# Start of Selection

Time for a robust UK Environment Act

PM Theresa May has announced the long-awaited Environment Bill (to become the new UK Environment Act). Amy Mount of Greener UK said, “The Bill will need to put new duties on the secretary of state to deliver on environmental objectives like clean air, recycling and species loss.” Greener UK, ClientEarth and Wildlife and Countryside Link have also been working up detailed proposals for how good environmental governance should be implemented and enforced.
 
Environmental organisations are coming together under the alliance banner of Greener UK in the call for the new UK Environment Act to deliver “a strong independent watchdog,” in a way that “codifies the environmental principles in UK law, and ambitious measurable targets for nature’s recovery and a healthy environment”. The aim is to achieve:

  • An Environment Act, passed by summer 2020 with cross-party support.
  • Minimum environmental standards and shared ambition across the four governments of the UK, and cross-border co-operation.
  • Ambitious goals set out in the Environment Act (accompanied by a possible UK environment statement and/or legislation by devolved governments), and accompanying narrative from the UK government, providing a strong foundation for UK international environmental leadership.

# End of Selection

Exercise instructions:
(1) Please turn the article's paragraph beginning "PM Theresa May has announced" into a short bulleted list that keeps its main facts.
(2) Summarize the article in two sentences.
(3) Answer these questions from the article.
(a) Which organization is Amy Mount with?
(b) Besides Greener UK, which two groups have been drawing up proposals on environmental governance?
(c) By what time do the organizations want the Environment Act passed?
Work only from the article itself.

# Start of Listed entries

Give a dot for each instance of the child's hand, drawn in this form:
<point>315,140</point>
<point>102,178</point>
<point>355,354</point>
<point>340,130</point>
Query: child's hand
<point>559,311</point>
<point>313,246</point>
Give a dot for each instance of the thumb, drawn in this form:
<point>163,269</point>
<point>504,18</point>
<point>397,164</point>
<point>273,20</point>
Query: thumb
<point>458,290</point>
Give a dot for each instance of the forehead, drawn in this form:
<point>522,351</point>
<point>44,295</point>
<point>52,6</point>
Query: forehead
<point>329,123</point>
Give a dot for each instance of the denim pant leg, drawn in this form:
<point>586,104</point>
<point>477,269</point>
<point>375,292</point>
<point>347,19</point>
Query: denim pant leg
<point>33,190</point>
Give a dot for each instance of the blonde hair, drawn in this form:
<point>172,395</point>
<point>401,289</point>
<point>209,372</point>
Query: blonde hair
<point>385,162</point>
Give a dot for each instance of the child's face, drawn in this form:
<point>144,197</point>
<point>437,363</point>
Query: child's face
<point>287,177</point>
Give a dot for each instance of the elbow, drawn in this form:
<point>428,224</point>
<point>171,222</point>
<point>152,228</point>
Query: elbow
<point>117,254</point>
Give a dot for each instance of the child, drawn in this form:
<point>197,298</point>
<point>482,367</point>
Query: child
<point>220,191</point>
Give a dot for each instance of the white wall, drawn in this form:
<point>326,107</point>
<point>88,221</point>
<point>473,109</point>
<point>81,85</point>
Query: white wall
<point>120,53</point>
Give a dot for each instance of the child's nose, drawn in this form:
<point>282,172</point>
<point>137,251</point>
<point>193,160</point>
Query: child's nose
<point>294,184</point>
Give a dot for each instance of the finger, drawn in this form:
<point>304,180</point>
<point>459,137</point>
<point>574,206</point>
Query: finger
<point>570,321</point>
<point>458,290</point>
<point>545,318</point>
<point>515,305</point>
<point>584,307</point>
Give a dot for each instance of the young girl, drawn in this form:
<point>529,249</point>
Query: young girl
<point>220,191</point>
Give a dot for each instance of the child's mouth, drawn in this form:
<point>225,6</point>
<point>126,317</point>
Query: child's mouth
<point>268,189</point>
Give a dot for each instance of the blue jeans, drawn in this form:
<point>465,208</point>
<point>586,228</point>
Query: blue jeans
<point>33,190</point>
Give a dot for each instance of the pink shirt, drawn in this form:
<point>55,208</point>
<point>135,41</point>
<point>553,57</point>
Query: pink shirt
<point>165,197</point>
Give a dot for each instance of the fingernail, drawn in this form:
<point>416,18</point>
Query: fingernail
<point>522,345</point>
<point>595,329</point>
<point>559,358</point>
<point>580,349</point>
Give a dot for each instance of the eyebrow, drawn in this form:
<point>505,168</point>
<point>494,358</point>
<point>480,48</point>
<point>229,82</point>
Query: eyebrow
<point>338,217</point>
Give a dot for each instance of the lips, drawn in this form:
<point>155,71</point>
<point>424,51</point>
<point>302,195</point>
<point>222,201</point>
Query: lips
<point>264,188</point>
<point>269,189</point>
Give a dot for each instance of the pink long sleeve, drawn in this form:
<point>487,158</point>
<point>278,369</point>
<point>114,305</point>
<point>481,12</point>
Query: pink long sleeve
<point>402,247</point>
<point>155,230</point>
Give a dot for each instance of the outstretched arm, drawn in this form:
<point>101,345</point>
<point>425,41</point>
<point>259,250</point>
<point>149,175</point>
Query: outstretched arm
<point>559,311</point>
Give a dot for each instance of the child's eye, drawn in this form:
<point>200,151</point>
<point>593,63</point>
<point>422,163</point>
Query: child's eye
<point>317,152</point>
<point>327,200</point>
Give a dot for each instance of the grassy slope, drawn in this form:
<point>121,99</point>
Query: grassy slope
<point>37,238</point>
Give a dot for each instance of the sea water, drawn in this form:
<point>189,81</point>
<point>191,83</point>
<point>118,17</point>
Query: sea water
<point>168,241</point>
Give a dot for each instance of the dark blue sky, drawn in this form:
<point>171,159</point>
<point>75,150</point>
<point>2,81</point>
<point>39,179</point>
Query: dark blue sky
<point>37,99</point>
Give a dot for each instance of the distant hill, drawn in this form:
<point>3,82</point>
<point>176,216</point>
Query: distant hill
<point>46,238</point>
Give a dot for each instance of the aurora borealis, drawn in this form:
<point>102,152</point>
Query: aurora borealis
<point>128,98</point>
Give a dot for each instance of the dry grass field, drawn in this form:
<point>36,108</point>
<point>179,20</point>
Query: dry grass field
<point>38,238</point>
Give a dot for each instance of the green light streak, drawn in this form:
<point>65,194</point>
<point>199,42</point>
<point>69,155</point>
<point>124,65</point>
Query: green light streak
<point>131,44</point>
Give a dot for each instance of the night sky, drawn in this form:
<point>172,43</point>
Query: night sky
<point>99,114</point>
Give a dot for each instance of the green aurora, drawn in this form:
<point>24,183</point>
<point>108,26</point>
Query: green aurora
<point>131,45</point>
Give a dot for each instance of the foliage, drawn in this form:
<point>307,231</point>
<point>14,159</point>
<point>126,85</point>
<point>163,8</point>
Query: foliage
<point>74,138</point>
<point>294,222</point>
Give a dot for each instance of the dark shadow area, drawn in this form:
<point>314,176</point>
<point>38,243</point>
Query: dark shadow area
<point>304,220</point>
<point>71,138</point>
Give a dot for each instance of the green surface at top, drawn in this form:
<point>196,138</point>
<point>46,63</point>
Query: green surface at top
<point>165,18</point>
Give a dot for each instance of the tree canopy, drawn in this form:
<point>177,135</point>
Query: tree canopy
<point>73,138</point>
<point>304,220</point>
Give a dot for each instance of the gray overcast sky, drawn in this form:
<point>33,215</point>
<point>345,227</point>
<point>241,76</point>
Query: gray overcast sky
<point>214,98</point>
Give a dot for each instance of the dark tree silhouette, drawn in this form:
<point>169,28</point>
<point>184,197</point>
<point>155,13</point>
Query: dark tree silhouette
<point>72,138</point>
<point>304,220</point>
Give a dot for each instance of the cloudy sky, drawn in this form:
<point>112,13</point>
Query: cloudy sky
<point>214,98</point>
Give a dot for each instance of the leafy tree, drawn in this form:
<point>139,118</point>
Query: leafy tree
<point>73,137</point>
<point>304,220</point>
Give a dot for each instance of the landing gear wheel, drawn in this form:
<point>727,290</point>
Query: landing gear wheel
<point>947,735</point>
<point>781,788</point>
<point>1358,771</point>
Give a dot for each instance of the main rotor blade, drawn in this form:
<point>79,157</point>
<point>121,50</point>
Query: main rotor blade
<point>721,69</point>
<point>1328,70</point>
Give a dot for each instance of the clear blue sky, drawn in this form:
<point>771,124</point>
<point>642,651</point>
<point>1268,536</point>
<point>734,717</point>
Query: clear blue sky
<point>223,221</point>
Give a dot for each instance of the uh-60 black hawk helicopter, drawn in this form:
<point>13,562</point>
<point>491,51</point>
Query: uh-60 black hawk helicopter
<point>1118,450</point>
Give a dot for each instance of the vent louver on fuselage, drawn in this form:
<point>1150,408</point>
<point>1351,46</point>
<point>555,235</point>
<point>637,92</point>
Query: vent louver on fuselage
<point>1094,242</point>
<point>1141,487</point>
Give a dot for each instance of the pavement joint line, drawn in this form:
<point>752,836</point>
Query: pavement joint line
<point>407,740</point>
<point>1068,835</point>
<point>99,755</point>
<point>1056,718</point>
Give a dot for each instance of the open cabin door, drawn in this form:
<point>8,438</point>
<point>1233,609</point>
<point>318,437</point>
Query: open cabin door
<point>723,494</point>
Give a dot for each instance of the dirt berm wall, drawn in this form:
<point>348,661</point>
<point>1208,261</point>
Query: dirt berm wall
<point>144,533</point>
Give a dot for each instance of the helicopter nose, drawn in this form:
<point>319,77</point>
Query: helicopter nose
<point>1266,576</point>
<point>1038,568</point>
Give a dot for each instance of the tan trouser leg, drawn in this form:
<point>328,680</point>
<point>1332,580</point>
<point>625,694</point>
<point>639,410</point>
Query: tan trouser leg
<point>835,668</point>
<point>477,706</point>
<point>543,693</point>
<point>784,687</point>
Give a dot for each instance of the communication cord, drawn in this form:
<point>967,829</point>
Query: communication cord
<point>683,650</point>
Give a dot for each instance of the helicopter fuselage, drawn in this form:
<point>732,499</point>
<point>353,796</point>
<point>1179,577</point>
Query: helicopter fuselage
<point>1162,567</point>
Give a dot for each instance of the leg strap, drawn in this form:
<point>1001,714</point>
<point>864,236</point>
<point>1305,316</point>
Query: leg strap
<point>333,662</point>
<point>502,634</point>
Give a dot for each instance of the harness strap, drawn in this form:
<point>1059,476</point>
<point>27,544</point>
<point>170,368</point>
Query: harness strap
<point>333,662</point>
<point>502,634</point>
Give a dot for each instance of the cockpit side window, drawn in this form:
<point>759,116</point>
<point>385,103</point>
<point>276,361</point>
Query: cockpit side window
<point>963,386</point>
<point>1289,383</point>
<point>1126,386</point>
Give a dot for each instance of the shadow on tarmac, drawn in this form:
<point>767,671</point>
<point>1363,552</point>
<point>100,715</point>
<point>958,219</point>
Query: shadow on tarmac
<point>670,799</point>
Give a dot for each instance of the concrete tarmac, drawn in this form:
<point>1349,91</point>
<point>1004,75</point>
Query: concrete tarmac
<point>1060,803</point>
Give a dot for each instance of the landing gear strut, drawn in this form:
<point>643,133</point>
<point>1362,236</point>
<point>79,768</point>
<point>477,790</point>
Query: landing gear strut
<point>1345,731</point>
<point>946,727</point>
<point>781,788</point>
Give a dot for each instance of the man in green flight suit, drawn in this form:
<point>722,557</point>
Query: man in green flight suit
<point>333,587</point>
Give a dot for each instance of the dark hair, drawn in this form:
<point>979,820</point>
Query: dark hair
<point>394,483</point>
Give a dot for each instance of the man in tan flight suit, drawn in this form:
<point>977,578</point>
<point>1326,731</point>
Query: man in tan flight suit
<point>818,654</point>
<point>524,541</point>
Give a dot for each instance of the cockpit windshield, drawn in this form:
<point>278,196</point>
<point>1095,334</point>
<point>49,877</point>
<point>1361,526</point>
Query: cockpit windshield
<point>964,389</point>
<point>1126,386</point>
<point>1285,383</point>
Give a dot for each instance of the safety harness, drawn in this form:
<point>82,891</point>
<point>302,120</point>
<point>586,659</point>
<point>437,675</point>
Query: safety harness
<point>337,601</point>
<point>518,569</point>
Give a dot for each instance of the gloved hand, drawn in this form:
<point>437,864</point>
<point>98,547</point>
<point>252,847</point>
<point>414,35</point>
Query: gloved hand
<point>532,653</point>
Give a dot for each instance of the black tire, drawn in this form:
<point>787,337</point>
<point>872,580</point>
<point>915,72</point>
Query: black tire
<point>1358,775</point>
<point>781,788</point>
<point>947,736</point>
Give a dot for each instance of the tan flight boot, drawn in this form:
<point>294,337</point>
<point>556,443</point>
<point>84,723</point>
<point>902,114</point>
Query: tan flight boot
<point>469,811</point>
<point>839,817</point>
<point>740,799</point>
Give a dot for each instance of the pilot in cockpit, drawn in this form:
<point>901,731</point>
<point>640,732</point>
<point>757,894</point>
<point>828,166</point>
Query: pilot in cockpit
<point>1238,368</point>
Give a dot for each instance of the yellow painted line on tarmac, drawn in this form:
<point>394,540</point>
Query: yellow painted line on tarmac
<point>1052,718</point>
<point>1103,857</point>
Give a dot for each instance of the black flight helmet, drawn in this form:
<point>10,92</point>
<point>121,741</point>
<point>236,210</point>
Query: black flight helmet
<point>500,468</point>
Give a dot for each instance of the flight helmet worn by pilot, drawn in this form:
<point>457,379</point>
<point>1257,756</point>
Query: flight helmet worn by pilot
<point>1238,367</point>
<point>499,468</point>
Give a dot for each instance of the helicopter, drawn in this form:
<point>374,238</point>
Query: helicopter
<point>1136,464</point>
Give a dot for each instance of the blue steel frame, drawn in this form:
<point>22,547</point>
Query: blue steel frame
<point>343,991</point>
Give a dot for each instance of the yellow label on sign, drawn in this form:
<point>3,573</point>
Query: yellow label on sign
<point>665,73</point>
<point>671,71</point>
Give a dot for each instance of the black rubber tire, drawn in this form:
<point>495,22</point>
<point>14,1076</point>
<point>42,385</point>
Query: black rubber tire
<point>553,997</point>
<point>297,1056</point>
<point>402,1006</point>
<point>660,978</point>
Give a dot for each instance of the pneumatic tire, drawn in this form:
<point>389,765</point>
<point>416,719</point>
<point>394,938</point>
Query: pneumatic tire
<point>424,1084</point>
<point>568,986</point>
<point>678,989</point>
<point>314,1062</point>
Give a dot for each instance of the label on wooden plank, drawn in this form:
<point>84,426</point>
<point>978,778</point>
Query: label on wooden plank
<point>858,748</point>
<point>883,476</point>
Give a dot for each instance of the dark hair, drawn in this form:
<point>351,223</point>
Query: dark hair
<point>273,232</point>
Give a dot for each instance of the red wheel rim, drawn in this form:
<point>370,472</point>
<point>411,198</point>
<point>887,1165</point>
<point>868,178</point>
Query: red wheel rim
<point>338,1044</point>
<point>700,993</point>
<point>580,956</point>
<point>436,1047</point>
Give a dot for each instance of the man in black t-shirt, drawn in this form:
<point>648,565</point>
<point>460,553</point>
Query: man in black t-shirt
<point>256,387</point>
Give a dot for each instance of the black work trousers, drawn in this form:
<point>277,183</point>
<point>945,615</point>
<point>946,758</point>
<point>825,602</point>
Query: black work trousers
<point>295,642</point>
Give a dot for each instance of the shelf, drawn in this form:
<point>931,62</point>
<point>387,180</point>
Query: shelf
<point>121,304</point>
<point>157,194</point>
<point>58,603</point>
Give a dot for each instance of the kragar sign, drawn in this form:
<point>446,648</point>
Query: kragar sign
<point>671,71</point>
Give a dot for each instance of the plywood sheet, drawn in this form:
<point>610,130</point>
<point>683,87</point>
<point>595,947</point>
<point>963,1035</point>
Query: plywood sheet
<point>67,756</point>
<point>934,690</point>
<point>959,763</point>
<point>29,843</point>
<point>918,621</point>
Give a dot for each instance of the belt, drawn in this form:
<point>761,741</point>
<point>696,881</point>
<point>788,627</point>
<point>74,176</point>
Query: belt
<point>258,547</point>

# End of Listed entries

Task answers:
(1)
- Theresa May has announced the long-awaited Environment Bill, which is to become the new UK Environment Act.
- Amy Mount of Greener UK said the Bill must put new duties on the secretary of state to deliver environmental objectives such as clean air, recycling and species loss.
- Greener UK, ClientEarth and Wildlife and Countryside Link have been developing detailed proposals on how good environmental governance should be implemented and enforced.

(2) Prime Minister Theresa May has announced the long-awaited Environment Bill, and Greener UK says it must put new duties on the secretary of state to deliver objectives like clean air, recycling and species loss. Environmental organisations in the Greener UK alliance want the resulting Act to provide a strong independent watchdog, codified environmental principles and measurable targets, and they aim for it to pass by summer 2020 with cross-party support.

(3)
(a) Greener UK
(b) ClientEarth and Wildlife and Countryside Link
(c) By summer 2020